Work instruction: All lines from the entries below that contain the string "black" should be copied out.

Segment Start: Excerpted data

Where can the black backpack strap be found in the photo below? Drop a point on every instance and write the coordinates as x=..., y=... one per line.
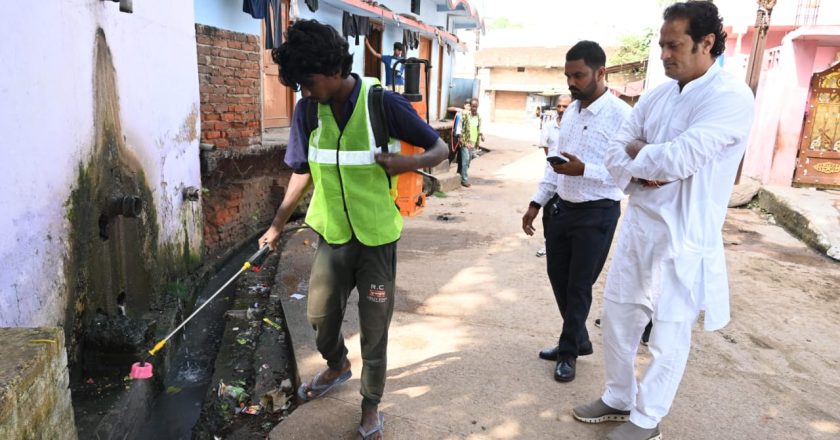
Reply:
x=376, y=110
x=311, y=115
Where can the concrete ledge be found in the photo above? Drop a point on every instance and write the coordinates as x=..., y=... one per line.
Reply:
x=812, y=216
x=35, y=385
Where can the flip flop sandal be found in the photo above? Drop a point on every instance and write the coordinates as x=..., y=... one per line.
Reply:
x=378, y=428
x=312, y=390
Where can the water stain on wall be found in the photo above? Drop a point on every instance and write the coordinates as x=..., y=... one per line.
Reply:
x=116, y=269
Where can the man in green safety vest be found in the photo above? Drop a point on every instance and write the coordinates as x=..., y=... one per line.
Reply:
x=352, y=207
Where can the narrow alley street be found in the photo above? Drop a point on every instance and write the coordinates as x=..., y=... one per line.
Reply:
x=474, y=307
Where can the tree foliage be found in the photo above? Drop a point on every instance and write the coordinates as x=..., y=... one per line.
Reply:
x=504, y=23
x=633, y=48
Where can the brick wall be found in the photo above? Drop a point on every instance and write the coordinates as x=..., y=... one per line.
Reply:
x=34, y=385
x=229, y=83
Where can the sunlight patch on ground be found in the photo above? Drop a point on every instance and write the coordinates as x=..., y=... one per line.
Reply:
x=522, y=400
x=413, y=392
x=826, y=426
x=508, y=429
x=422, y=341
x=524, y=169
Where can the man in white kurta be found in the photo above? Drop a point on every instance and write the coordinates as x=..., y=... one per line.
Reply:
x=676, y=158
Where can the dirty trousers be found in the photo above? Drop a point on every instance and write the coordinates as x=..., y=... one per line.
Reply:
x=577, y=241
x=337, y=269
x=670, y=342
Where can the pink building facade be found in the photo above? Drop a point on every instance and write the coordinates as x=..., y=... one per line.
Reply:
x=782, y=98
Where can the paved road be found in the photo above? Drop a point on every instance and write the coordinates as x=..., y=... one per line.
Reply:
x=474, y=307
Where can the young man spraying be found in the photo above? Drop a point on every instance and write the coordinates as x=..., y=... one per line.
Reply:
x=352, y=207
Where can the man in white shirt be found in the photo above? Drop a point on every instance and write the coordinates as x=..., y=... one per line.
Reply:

Segment End: Excerpted data
Segment Start: Excerpted data

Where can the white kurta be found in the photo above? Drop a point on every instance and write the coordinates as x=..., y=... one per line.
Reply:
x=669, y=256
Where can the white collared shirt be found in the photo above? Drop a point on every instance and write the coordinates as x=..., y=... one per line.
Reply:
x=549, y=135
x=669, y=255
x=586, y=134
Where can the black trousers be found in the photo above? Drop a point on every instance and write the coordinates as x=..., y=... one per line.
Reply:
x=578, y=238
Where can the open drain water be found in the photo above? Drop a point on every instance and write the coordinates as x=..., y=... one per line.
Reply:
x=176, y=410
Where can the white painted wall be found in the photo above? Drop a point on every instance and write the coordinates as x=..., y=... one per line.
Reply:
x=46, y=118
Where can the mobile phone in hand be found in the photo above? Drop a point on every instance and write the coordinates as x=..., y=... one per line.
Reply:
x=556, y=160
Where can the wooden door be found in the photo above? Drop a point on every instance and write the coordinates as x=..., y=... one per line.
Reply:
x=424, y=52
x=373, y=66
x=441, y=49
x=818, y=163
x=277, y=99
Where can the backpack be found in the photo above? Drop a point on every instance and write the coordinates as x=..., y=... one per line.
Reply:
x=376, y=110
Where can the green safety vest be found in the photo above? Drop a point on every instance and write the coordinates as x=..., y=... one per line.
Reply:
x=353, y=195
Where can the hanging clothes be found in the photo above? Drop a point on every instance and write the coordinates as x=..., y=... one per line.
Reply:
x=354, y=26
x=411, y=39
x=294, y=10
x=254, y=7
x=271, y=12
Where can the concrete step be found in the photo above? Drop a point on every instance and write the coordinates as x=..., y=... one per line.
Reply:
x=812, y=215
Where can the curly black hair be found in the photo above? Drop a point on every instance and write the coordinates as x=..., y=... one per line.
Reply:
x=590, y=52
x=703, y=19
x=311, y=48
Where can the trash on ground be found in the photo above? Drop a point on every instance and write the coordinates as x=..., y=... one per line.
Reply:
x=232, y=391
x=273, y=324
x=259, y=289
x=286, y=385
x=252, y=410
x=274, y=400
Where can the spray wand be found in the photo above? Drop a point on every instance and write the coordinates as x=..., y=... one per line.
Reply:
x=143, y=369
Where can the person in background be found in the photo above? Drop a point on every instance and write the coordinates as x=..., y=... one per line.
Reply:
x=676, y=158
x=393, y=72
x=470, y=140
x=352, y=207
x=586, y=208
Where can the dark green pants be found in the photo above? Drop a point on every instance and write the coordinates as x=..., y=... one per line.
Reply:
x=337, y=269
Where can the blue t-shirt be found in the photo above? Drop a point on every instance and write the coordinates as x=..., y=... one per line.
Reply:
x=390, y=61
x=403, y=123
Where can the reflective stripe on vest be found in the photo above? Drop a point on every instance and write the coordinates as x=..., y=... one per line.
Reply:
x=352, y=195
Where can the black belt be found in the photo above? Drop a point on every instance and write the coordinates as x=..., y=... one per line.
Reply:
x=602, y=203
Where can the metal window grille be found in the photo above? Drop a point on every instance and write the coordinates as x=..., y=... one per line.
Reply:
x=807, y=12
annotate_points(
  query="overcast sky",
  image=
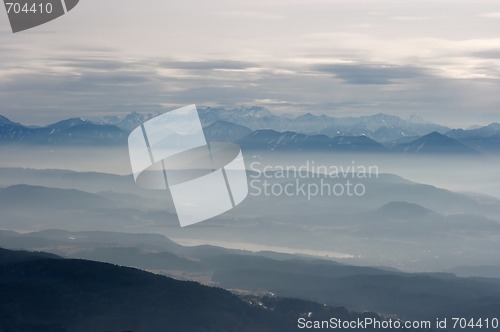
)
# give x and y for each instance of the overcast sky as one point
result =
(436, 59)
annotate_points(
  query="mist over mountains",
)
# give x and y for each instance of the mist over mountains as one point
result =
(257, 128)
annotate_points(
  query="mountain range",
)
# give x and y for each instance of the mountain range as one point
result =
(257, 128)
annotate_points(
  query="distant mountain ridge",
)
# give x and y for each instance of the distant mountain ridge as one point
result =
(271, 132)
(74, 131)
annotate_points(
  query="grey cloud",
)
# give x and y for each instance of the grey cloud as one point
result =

Segment End: Excerpted data

Task response:
Where can the black backpack strap be found in the photo below? Drop a point on every instance and write the coordinates as x=..., y=... one per line.
Where can the black trousers be found in the photo above? Drop a point on every instance and write the coordinates as x=..., y=... one per line.
Where can the curly black hair be found in the photo above? Drop a point on every instance and write the coordinates as x=..., y=... one per line.
Where can the black belt be found in the photo above? Drop a point on every instance and write the coordinates as x=..., y=... one per line.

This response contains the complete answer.